Dataset content ▸
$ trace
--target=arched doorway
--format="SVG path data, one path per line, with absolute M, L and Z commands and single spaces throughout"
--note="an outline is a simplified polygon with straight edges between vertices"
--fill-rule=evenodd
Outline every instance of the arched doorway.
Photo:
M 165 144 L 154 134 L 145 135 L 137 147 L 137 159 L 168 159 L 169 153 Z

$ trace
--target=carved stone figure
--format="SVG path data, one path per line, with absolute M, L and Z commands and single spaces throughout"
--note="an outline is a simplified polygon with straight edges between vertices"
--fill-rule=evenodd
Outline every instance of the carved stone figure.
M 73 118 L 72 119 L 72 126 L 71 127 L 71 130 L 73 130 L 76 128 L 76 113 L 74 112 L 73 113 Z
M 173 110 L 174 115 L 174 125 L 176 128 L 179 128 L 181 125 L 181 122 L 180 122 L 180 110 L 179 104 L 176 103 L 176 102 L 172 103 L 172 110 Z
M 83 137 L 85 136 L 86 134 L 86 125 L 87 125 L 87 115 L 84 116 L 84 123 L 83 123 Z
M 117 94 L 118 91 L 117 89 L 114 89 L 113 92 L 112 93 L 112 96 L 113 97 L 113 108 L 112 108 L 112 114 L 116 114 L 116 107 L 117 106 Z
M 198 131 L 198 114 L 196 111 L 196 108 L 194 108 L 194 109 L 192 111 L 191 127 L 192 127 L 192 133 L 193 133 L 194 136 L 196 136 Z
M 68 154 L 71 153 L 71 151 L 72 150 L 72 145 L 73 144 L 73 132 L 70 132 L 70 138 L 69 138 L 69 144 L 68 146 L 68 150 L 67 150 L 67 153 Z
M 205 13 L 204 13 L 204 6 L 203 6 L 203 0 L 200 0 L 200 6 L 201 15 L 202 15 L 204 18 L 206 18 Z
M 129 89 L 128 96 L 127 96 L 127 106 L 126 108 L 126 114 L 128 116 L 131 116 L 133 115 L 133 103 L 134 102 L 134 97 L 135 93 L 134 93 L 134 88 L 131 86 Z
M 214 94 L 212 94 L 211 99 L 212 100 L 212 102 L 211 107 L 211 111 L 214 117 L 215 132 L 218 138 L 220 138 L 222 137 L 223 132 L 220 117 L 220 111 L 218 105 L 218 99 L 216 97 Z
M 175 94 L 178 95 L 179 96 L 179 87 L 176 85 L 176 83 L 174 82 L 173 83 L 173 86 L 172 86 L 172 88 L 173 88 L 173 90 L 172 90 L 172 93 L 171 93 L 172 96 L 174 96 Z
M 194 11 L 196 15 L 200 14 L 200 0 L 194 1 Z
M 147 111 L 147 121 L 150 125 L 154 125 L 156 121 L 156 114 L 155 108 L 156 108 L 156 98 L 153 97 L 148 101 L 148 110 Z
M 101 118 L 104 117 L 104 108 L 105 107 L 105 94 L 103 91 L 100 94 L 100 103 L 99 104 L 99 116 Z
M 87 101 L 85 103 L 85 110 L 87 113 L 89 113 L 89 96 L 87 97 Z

Task requirements ▸ Repeat every row above word for word, from the first line to the last.

Completed task ▸
$ trace
--target=arched doorway
--format="SVG path data, one path per line, with absolute M, L and Z commands and single spaces throughout"
--note="an outline is a simplified polygon with straight edges between vertices"
--fill-rule=evenodd
Outline every instance of the arched doorway.
Photo:
M 165 144 L 154 134 L 145 135 L 137 147 L 137 159 L 168 159 L 169 153 Z

$ trace
--target=carved stone figure
--format="SVG path data, one path per line, with absolute M, L and Z commands and single spaces throughout"
--note="an outline is a simplified polygon with straight edges between vertices"
--fill-rule=evenodd
Outline every instance of the carved stone figure.
M 73 118 L 72 119 L 72 126 L 71 127 L 71 130 L 73 130 L 76 128 L 76 113 L 74 112 L 73 113 Z
M 173 110 L 174 115 L 174 125 L 176 128 L 179 128 L 181 125 L 181 122 L 180 122 L 180 110 L 179 104 L 176 103 L 176 102 L 172 103 L 172 110 Z
M 83 137 L 85 136 L 86 134 L 86 125 L 87 125 L 87 115 L 84 116 L 84 123 L 83 123 Z
M 117 94 L 118 91 L 117 89 L 114 89 L 113 92 L 112 93 L 112 96 L 113 97 L 113 108 L 112 108 L 112 114 L 116 114 L 116 107 L 117 106 Z
M 198 131 L 198 114 L 196 111 L 196 108 L 194 108 L 194 109 L 192 111 L 191 127 L 192 127 L 192 133 L 193 133 L 194 136 L 196 136 Z
M 68 154 L 71 153 L 71 151 L 72 150 L 72 145 L 73 144 L 73 132 L 70 132 L 70 138 L 69 138 L 69 144 L 68 146 L 68 150 L 67 150 L 67 153 Z
M 205 13 L 204 13 L 204 6 L 203 6 L 203 0 L 200 0 L 200 6 L 201 15 L 202 15 L 204 18 L 206 18 Z
M 129 89 L 128 96 L 127 96 L 127 106 L 126 108 L 126 114 L 128 116 L 131 116 L 133 115 L 133 103 L 134 102 L 134 97 L 135 93 L 134 93 L 134 88 L 131 86 Z
M 214 94 L 212 94 L 211 99 L 212 100 L 212 102 L 211 107 L 211 111 L 214 117 L 215 132 L 218 138 L 220 138 L 222 137 L 223 132 L 220 117 L 220 111 L 218 105 L 218 99 L 216 97 Z
M 175 94 L 178 95 L 179 96 L 179 87 L 176 85 L 176 83 L 174 82 L 173 83 L 173 86 L 172 86 L 172 88 L 173 88 L 173 90 L 172 90 L 172 93 L 171 93 L 172 96 L 174 96 Z
M 194 11 L 196 15 L 200 14 L 200 0 L 194 1 Z
M 147 111 L 147 121 L 150 125 L 154 125 L 156 121 L 156 114 L 155 108 L 156 108 L 156 98 L 153 97 L 148 101 L 148 110 Z
M 101 118 L 104 117 L 104 108 L 105 107 L 105 94 L 103 91 L 100 94 L 100 103 L 99 104 L 99 116 Z
M 87 101 L 85 103 L 85 110 L 87 113 L 89 113 L 89 96 L 87 97 Z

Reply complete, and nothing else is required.